Segment Start: Dataset content

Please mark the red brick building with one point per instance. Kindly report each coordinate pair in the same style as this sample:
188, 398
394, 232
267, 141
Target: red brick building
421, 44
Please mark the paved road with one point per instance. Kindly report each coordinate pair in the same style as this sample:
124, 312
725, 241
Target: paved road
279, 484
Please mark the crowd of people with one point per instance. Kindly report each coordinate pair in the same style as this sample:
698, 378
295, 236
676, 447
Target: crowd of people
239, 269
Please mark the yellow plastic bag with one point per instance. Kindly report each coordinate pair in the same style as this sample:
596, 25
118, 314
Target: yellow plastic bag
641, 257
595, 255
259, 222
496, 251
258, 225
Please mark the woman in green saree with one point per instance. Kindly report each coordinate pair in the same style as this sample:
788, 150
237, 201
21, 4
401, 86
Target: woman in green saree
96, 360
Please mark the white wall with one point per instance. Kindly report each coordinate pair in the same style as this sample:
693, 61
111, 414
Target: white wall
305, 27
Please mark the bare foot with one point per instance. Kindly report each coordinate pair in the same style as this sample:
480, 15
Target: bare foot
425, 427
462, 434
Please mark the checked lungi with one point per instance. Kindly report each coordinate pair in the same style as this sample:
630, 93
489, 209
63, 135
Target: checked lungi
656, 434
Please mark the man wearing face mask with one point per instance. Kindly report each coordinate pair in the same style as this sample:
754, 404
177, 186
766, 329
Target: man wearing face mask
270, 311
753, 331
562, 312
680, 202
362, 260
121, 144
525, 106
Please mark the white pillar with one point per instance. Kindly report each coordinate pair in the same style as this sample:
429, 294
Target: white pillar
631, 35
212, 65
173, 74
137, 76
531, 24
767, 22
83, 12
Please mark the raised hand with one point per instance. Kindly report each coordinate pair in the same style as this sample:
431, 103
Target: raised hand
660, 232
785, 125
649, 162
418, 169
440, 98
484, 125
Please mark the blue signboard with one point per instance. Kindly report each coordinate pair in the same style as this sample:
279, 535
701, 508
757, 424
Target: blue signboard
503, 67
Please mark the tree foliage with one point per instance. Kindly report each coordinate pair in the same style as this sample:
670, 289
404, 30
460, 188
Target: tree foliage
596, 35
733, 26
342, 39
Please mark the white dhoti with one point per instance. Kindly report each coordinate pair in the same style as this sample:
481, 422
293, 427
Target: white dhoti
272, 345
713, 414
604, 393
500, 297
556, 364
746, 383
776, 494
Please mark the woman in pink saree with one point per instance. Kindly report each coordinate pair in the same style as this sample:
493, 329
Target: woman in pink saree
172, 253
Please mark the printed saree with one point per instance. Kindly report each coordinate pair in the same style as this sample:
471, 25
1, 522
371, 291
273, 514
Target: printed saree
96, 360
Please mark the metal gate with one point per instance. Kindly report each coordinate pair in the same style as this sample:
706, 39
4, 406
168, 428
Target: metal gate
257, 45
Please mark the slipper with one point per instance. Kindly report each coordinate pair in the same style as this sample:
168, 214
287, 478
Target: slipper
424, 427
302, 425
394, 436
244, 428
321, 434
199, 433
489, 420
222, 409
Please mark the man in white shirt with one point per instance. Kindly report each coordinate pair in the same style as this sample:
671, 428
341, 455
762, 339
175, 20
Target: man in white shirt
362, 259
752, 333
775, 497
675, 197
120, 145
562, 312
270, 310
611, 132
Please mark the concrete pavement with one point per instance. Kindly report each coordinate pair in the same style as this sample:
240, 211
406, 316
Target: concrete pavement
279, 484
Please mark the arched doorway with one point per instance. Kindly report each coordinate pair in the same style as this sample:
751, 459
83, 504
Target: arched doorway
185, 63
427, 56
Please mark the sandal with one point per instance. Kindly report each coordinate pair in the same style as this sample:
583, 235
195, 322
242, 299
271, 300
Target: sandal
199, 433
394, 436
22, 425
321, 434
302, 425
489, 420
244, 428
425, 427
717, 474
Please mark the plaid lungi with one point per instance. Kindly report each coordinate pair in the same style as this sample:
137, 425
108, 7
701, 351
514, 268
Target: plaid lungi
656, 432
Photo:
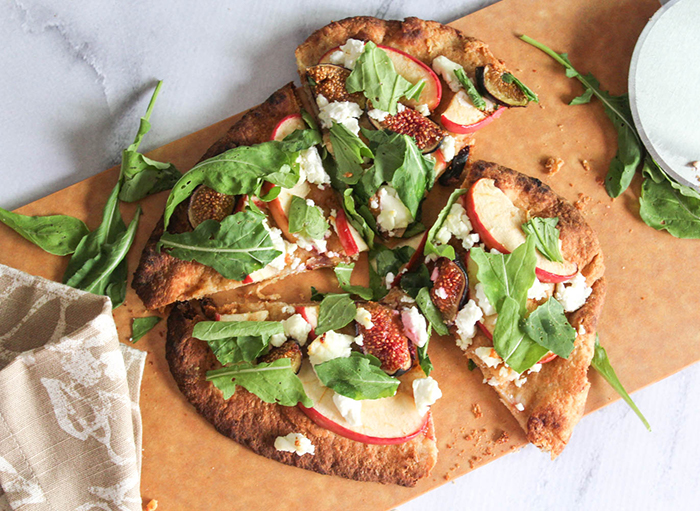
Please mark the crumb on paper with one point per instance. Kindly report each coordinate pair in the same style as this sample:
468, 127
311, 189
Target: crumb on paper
553, 165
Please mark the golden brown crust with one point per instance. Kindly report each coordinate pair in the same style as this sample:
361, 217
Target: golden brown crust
555, 398
255, 424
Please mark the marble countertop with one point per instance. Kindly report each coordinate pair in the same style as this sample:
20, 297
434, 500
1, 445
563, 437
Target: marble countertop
75, 76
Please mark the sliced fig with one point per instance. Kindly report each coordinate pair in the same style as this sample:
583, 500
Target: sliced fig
385, 340
425, 132
329, 81
452, 174
208, 204
450, 288
290, 349
490, 83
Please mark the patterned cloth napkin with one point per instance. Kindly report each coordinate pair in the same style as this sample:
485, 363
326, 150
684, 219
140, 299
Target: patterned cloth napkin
70, 425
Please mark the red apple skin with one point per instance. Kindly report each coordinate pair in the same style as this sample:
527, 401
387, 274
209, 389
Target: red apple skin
471, 128
328, 424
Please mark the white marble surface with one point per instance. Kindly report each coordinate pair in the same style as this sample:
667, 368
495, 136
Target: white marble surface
74, 78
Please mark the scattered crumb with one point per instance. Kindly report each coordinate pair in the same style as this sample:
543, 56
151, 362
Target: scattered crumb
553, 165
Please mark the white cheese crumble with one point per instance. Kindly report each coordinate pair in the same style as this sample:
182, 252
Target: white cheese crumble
574, 295
425, 393
466, 323
350, 409
343, 112
348, 53
415, 326
364, 318
329, 346
295, 442
393, 214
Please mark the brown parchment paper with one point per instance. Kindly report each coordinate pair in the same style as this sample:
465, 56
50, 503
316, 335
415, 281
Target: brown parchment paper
648, 324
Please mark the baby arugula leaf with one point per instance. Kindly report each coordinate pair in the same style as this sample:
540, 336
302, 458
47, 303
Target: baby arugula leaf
140, 175
375, 76
546, 235
601, 363
56, 234
235, 247
141, 326
357, 377
273, 382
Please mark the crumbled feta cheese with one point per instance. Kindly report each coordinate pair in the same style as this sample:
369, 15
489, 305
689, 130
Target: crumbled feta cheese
343, 112
466, 323
329, 346
364, 318
393, 214
425, 393
350, 409
348, 53
415, 326
448, 148
295, 442
488, 356
482, 300
574, 295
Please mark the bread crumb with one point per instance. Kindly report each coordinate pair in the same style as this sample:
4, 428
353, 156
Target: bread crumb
553, 165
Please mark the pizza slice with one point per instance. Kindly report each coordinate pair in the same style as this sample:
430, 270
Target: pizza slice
399, 103
256, 208
334, 387
517, 275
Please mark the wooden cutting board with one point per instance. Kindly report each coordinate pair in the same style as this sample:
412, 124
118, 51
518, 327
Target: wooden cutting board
652, 277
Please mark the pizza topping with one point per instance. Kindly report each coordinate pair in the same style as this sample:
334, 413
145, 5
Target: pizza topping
425, 393
295, 442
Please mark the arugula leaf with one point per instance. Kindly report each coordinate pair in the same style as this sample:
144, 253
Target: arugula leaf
510, 78
426, 306
349, 152
273, 382
343, 272
235, 247
56, 234
601, 363
430, 246
357, 376
470, 89
306, 220
375, 76
141, 326
511, 342
140, 175
547, 326
546, 235
335, 312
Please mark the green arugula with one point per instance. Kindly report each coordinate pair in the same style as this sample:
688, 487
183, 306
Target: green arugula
140, 175
546, 235
141, 326
273, 382
306, 220
98, 264
601, 363
335, 311
430, 246
235, 247
470, 89
375, 76
56, 234
358, 377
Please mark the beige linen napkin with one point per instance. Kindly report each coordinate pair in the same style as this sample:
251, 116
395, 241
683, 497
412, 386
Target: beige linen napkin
70, 426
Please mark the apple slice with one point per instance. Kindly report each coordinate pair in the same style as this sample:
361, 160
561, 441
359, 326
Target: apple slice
412, 70
287, 125
498, 222
391, 420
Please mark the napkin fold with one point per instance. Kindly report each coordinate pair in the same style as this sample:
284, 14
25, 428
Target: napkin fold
70, 425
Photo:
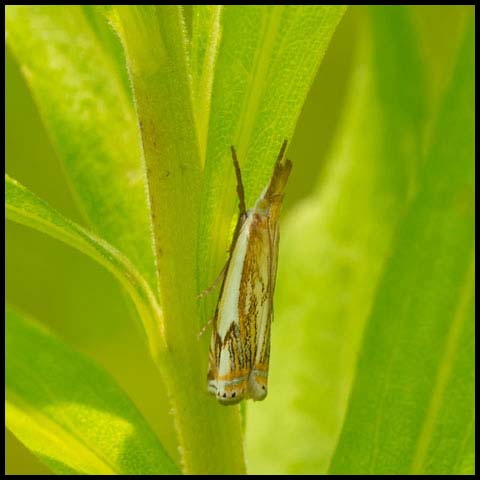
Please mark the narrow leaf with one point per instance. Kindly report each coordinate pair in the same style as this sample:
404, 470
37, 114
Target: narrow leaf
69, 412
333, 248
75, 80
24, 207
204, 44
267, 59
155, 43
412, 405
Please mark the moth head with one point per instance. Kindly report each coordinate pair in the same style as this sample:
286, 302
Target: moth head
257, 385
230, 393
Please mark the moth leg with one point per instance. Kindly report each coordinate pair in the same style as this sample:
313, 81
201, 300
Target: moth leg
215, 282
240, 190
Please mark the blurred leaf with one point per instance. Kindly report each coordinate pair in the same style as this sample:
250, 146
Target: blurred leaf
266, 62
69, 412
24, 207
333, 248
412, 405
90, 117
154, 39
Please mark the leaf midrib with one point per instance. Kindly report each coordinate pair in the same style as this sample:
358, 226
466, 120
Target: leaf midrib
444, 370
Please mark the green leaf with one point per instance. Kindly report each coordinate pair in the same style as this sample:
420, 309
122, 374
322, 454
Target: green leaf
204, 44
266, 62
412, 405
69, 412
75, 80
24, 207
333, 247
155, 42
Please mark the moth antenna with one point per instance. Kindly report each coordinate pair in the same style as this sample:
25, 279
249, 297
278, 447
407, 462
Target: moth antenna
282, 151
240, 191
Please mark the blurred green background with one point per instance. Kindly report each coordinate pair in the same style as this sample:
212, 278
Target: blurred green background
78, 299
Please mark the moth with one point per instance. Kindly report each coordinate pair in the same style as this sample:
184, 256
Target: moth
240, 342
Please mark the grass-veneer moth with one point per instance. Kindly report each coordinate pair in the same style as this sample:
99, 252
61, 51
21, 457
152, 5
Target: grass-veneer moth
240, 342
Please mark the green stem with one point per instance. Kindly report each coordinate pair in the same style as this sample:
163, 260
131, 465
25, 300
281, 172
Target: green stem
209, 435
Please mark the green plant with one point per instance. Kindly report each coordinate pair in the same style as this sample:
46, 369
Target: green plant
372, 347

Segment End: Dataset content

*Instructions for the task*:
Only the stretch of lines that begins with the one holding "Please mark the grass-veneer" and ends with the last line above belongs in the answer; please write it out exactly.

*Exercise solution*:
Please mark the grass-veneer moth with one point per instance. Kindly report each coordinate pair in the same style as this sample:
99, 252
61, 51
21, 457
152, 5
Target: grass-veneer moth
240, 342
Please mark the green stem with one point per instance. Kindly report each coordinate pair in the same style as this sample:
163, 260
131, 465
25, 300
281, 172
Target: green stem
209, 435
Please mark the green plant with one point per instance. Kindly report each coordinate pair in the same style as this sample:
46, 369
Target: green plant
372, 347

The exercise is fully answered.